REQUIRED WORK – Reproduce all of the material exactly as shown.

--------

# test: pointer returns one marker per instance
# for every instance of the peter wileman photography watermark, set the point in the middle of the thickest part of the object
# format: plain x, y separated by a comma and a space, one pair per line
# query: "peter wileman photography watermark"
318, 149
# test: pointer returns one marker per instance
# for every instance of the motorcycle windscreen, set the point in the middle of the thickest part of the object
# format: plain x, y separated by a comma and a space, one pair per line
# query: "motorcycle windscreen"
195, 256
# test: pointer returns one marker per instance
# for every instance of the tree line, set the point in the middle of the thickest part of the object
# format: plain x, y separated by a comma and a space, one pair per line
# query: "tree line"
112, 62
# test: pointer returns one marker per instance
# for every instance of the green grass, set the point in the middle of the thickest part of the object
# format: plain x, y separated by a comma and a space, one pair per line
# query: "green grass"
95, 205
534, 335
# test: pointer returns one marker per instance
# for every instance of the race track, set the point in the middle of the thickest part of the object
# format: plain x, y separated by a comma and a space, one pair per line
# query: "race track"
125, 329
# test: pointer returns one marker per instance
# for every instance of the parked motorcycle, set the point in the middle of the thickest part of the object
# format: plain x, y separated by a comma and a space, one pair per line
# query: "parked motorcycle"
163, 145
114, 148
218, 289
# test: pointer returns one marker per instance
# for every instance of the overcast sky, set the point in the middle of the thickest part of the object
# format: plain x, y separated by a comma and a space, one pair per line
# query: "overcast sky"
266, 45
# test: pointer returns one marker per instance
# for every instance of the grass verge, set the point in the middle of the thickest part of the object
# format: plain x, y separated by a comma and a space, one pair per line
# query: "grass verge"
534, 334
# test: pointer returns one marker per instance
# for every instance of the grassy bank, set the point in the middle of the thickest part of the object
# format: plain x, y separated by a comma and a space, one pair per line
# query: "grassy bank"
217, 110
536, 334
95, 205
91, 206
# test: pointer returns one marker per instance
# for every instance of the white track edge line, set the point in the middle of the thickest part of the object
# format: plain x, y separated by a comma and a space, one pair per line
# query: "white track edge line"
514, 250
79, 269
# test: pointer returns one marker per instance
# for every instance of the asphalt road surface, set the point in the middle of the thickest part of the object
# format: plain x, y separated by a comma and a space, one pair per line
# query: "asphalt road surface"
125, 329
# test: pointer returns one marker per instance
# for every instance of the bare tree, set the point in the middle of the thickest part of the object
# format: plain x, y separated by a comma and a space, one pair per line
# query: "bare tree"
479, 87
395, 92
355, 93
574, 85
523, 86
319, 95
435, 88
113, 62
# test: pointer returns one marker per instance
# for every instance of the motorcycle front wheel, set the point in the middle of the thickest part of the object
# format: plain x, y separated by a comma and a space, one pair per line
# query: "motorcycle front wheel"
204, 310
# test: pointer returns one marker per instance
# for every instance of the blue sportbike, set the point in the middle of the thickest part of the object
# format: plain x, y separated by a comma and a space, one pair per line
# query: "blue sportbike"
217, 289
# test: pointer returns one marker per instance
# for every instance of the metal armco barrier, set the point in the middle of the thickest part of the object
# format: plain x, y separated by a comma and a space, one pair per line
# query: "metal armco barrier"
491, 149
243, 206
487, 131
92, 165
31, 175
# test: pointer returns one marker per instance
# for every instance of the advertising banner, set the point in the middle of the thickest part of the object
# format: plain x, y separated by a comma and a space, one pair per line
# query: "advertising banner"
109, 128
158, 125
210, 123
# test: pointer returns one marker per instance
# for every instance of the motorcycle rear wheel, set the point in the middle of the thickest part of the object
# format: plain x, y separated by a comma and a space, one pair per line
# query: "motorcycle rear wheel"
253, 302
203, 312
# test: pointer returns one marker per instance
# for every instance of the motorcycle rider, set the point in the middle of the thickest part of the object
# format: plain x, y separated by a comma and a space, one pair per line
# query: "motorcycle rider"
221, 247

--------

ANSWER TO THIS TASK –
# test: pointer returns one marker per instance
# for every instance of the peter wileman photography watermark, set the point in the middle of the thickest part of the object
# format: plain x, y separated by a comma and a space, one pair per line
# query: "peter wileman photography watermark"
318, 149
# test: pointer returns one marker per instance
# for every instance of the motorcycle windscreen, set the point in the middle of the thickest part of the object
# format: plain x, y separated by a comma and a space, one pair per line
# query: "motorcycle windscreen"
195, 256
# test: pointer returns one marker per instance
# for every instance of the tree line, set the point in the middle of the thickest part of the object
# format: plain x, y separated by a comma and a space, one pair per line
# query: "tree line"
112, 62
# test: pointer returns one marker per instance
# for every instance of the green grass, set the point in the middle of the thickest part of the object
# format: plain x, y separated by a comma and a space, one pair per line
# query: "green grass"
95, 205
534, 335
# test: pointer returns one marker per instance
# for every instance of the race track, set the point in the middle of the thickest part of the object
# format: plain x, y separated by a comma and a space, one pair per line
# query: "race track"
125, 329
# test: pointer returns one marker per instance
# for every instance of the parked motorcycle, set the point in the middle of the thickest part of the object
# format: plain x, y separated by a comma and a space, one pair per line
# query: "parked motorcycle"
163, 145
114, 148
218, 289
# test: pointer returns one marker per instance
# for every instance of the overcast sky, set the point in the middle of the thickest part of the object
# format: plain x, y separated by a comma and a space, one pair per line
# query: "overcast sky"
266, 45
# test: pointer returns one marker per instance
# for every instance of the grass verge, set the point in the middle of the thickest part of the object
# format: plain x, y separated by a comma and a space, one pair per line
# query: "grass verge"
534, 334
# test: pointer returns one marker per instance
# for every instance of the grassy bank, set the point in the middle of the thickest part of the object
# format: plain x, y separated by a comma and a space, one pair per line
# query: "grassy bank"
217, 110
536, 334
95, 205
91, 206
# test: pointer returns one marker per instance
# for every instance of the white track edge line, set the point in the middle of the thickest part of the object
# format: plain x, y separated by a comma and a space, one pair per line
# query: "white track edge line"
514, 250
79, 269
# test: pointer returns one marker per instance
# for every instance of the asphalt road surface, set the point in the middle of the thickest part of the object
# format: plain x, y separated by a comma and a space, one pair per line
# query: "asphalt road surface"
125, 329
# test: pointer returns one marker per instance
# for every instance of the bare tree, set the point in the middle of the thickest part of the object
# format: plain x, y separated by a comma and a space, one pair per line
# query: "bare tree"
479, 87
395, 92
355, 93
574, 85
523, 86
319, 95
435, 88
113, 62
# test: pointer returns one marker per instance
# for every instance of the motorcycle front wheel, set the point in the middle of the thickest part of the object
# format: plain x, y separated by a comma and a space, one pair per line
# query: "motorcycle front wheel"
204, 310
# test: pointer returns one marker per instance
# for every instance of the blue sportbike, set the point in the middle of the thickest part of the object
# format: plain x, y separated by a comma and a space, one pair per line
# query: "blue sportbike"
217, 289
# test: pointer returns one marker per instance
# for every instance of the metal armco barrier, set the point in the middle of the thickest part of the object
# format: plain x, y separated by a comma and a space, one pair per line
# query: "metal armco barrier"
491, 149
243, 206
487, 131
92, 165
31, 175
# test: pointer returns one marker per instance
# for every instance of the advertising banner, set the point in the middle of the thickest part of the object
# format: plain x, y separated by a comma and a space, one pair per line
# query: "advertising banner"
109, 128
158, 125
210, 123
# test: pointer returns one marker per instance
# for every instance of the motorcycle rear wheel, set the point in the middle of the thickest part of the object
# format: plain x, y separated by a comma and a space, one pair per line
# query: "motorcycle rear wheel"
253, 302
203, 312
# test: pointer returns one marker per instance
# for every instance of the motorcycle rider, set the point in the middle of the thickest part of the object
# format: plain x, y separated by a comma and a space, one pair per line
# query: "motorcycle rider"
221, 247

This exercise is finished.